By Cillian Gillespie
How can five of the richest people on the planet have as much wealth as the poorest 3.5 billion? Why did 82% of the wealth created last year go to the top 1%? In Ireland, supposedly the fastest growing economy in Europe, why are 10,000 people homeless?
Wealth inequality, imperialist war, economic exploitation, a homelessness tsunami and multiform oppressions are radicalising many at home and around the globe. These grave problems facing workers, poor and young people are problems that are fundamentally systemic in nature. They are not a series of accidental issues divorced from one another. Ultimately, they must be seen as part and parcel of the capitalist system we live under.
Profiteering from housing
Let’s start with housing in Ireland. There‘s no reason why homelessness should be skyrocketing on our streets, but it is, becuase housing provision is based on maximising profits for developers not on building homes for people who need them. Last September, it was reported that Cairn Homes, a major property firm, owned 20% of the zoned land in Dublin, where it is estimated that 12,000 houses could be built. However, in the first six months of 2017 a pitiful 94 houses were built. Why? Put simply: it wasn’t profitable to do so. It was better to wait for the price of land and houses to rise and churn out more profit for Cairn Homes.

[Items from a data source]
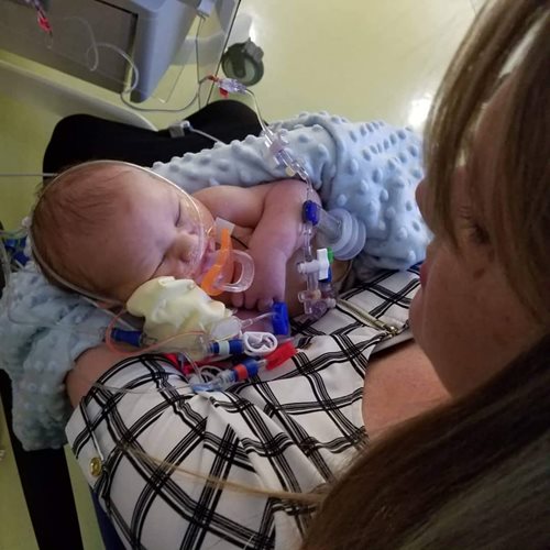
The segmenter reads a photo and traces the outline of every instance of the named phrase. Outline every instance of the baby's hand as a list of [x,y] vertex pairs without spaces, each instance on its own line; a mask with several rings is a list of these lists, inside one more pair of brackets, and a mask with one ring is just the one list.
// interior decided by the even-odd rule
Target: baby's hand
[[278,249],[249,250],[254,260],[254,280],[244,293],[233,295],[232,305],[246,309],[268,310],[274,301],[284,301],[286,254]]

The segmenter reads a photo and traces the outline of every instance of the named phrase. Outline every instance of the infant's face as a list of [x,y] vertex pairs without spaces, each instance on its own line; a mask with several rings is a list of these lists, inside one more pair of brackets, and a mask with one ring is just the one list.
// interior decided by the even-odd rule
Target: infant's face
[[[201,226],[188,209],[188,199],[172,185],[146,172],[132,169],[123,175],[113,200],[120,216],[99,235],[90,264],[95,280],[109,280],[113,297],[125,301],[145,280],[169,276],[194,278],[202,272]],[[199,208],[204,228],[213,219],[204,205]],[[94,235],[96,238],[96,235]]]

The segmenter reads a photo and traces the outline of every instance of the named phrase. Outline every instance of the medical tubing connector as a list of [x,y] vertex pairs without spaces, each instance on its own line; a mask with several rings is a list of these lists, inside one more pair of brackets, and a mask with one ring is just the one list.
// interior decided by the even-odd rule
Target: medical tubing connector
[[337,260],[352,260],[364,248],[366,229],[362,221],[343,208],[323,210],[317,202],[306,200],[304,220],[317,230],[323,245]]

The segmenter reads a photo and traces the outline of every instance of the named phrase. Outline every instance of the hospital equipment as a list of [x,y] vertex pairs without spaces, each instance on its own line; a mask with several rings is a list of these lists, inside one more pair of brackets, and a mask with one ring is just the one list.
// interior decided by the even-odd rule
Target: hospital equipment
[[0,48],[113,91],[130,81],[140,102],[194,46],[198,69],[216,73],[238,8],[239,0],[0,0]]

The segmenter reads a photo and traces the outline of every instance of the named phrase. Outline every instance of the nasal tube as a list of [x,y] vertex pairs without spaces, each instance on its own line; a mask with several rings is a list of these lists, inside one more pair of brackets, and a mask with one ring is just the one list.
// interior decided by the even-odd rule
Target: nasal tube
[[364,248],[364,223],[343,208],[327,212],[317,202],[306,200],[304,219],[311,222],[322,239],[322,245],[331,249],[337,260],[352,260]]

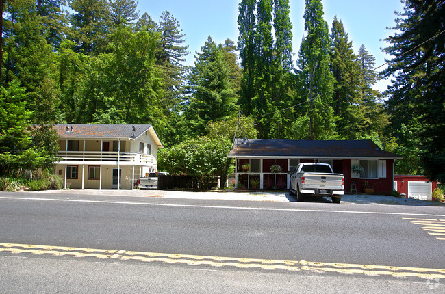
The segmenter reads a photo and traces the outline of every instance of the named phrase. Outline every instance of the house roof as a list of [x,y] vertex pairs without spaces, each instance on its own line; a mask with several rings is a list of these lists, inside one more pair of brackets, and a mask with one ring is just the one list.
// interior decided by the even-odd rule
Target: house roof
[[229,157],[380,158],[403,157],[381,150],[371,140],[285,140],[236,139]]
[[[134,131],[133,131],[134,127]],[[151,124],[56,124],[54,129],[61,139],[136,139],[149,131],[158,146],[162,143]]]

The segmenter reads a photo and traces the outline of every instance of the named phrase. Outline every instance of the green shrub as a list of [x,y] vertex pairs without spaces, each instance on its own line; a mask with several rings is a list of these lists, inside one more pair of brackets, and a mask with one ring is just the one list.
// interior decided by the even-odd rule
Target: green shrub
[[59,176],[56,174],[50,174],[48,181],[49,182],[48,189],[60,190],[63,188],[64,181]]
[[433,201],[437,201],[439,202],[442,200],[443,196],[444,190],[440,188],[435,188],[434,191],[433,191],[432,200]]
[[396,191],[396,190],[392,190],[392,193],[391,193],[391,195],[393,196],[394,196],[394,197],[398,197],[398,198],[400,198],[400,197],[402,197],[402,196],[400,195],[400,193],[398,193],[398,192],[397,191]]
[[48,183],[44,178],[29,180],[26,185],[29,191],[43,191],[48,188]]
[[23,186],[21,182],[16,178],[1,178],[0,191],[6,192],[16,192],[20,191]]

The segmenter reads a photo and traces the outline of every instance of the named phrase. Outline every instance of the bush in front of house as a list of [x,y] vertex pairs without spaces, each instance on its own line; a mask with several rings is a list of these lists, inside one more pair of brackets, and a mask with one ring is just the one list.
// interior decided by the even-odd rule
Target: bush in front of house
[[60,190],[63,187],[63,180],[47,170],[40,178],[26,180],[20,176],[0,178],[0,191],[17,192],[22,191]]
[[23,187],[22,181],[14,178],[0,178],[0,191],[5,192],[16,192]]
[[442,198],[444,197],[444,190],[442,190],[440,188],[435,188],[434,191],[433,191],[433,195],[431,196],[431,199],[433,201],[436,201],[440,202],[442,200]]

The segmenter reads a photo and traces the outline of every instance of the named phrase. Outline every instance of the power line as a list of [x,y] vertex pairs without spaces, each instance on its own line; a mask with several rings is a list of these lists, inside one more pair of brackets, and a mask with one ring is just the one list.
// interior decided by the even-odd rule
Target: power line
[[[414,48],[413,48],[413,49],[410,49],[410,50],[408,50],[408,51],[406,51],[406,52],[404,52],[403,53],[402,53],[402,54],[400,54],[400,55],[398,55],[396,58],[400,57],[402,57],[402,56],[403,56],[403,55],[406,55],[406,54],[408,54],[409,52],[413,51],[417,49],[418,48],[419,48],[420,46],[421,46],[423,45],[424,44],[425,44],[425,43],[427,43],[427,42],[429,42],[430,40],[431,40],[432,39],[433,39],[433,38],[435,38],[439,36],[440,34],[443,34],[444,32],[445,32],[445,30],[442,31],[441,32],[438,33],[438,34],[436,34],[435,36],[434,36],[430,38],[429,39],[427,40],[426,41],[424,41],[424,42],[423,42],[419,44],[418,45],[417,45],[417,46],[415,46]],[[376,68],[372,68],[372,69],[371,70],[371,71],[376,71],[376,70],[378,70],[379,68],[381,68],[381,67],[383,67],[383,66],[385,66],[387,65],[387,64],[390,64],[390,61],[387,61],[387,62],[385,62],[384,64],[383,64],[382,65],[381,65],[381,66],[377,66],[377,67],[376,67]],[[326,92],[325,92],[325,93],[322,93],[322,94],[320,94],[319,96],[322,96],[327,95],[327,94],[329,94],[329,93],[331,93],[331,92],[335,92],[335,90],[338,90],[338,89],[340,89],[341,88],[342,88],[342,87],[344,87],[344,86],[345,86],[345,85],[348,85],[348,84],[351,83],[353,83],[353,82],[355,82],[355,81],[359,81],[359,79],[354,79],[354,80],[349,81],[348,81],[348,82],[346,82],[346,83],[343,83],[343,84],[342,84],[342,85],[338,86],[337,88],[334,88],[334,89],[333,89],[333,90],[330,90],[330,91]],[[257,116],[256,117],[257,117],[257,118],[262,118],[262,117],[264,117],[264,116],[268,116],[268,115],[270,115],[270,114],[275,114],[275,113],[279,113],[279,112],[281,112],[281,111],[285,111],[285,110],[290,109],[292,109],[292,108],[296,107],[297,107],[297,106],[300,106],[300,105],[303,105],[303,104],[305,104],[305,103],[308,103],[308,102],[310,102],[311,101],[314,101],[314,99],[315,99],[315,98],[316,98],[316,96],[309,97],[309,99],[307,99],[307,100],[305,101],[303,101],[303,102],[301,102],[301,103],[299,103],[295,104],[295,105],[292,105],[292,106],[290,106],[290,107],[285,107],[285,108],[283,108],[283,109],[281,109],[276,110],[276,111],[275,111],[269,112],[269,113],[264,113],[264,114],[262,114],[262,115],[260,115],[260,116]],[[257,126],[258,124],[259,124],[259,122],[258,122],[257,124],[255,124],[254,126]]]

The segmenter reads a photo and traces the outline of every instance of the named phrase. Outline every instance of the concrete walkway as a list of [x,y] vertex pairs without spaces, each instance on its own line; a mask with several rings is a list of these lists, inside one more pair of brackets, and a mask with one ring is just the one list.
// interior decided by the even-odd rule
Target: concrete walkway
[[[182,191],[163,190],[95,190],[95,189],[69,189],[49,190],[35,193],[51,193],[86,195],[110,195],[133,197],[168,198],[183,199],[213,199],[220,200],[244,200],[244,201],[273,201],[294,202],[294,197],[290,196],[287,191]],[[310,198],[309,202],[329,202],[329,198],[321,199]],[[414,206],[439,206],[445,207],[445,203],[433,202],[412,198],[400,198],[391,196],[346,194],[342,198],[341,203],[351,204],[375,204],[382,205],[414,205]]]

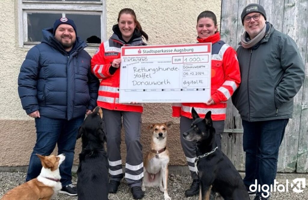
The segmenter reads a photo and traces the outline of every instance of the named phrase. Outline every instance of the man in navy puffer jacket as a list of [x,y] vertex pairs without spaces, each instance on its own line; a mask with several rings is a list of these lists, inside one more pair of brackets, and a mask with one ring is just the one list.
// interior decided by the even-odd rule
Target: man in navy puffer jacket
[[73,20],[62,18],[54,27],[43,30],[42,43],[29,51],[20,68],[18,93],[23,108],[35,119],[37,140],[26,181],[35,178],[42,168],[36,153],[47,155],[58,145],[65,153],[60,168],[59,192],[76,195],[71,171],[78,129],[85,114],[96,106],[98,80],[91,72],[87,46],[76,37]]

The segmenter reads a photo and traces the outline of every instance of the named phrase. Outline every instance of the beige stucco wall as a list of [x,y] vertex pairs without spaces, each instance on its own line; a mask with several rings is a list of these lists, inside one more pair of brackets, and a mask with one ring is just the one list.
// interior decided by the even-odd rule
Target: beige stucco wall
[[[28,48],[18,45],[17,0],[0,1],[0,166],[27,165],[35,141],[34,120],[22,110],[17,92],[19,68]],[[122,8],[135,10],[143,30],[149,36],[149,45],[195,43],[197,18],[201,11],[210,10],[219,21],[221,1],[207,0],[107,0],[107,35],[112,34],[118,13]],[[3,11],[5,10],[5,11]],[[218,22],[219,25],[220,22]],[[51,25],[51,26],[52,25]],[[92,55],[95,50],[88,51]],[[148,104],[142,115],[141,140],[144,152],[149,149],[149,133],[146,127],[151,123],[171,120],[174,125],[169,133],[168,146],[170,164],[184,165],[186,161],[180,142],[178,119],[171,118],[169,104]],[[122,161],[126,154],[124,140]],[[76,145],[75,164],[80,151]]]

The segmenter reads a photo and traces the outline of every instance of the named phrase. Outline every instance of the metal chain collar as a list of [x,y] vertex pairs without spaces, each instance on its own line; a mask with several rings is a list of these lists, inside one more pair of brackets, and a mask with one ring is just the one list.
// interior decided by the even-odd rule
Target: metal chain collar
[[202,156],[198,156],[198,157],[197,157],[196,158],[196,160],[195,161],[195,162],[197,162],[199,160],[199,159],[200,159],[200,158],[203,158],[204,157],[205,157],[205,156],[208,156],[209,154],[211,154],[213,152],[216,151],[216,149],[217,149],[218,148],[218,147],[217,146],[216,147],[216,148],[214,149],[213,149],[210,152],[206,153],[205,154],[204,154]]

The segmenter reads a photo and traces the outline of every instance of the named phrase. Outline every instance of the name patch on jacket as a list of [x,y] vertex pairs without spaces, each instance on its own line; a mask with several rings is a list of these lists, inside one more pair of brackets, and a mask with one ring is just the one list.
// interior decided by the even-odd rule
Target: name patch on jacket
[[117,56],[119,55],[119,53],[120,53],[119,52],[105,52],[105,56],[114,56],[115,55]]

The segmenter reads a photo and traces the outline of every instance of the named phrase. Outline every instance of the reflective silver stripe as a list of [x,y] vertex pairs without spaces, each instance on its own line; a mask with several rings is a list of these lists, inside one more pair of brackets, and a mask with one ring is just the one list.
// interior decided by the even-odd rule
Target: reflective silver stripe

Work instructions:
List every problem that the article on capitalism and housing, above, names as radicalising many at home and around the globe.

Written solution:
- Wealth inequality
- Imperialist war
- Economic exploitation
- A homelessness tsunami
- Multiform oppressions